#### Supplied material
━━━━━━
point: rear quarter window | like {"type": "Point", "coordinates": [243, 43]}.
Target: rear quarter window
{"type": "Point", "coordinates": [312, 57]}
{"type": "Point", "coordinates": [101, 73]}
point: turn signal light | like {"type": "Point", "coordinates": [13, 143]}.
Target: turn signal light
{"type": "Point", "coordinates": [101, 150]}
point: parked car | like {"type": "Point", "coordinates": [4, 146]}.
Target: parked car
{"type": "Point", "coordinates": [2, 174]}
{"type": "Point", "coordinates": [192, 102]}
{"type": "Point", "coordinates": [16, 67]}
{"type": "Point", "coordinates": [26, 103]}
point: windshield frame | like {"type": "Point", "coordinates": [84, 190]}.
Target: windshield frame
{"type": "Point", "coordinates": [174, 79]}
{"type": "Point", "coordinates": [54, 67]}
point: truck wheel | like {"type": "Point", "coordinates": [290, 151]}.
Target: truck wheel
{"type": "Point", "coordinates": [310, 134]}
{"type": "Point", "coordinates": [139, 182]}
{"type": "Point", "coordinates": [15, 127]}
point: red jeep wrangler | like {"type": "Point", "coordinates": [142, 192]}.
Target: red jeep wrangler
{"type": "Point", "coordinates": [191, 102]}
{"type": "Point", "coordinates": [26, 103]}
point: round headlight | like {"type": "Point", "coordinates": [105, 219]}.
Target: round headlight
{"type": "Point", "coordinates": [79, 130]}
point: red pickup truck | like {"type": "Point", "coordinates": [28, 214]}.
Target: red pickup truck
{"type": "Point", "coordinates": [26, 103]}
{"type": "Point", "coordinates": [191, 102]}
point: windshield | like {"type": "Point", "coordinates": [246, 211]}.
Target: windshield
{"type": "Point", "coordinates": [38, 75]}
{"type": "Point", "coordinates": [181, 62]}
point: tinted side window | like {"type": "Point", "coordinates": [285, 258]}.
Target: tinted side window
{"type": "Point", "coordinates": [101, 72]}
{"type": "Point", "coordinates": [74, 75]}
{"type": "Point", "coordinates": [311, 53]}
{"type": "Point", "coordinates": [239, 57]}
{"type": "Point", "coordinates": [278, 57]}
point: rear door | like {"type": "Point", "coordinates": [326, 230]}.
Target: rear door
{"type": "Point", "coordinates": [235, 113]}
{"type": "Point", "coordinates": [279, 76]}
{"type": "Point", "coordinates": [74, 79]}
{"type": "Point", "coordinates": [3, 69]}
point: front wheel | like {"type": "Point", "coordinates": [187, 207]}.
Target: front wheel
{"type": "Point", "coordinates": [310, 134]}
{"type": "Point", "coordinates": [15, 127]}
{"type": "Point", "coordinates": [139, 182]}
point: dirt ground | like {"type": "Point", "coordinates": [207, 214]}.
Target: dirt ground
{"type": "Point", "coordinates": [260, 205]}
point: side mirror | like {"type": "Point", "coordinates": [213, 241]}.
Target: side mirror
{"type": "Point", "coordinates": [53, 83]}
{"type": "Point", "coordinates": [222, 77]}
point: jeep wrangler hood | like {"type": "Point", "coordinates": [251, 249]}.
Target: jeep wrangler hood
━━━━━━
#### Work order
Whatever else the listing above holds, retype exactly only the lines from the one containing "point: round headlight" to the one containing "point: rear door", both ends kept.

#### Task result
point: round headlight | like {"type": "Point", "coordinates": [105, 219]}.
Target: round headlight
{"type": "Point", "coordinates": [79, 130]}
point: red pickup truck | like {"type": "Point", "coordinates": [28, 214]}.
Target: red pickup truck
{"type": "Point", "coordinates": [26, 103]}
{"type": "Point", "coordinates": [191, 102]}
point: windshield | like {"type": "Point", "coordinates": [246, 211]}.
Target: windshield
{"type": "Point", "coordinates": [38, 75]}
{"type": "Point", "coordinates": [181, 62]}
point: tinted side window | like {"type": "Point", "coordinates": [285, 258]}.
Target: tinted side window
{"type": "Point", "coordinates": [101, 72]}
{"type": "Point", "coordinates": [74, 75]}
{"type": "Point", "coordinates": [311, 53]}
{"type": "Point", "coordinates": [239, 57]}
{"type": "Point", "coordinates": [278, 57]}
point: rear door | like {"type": "Point", "coordinates": [326, 230]}.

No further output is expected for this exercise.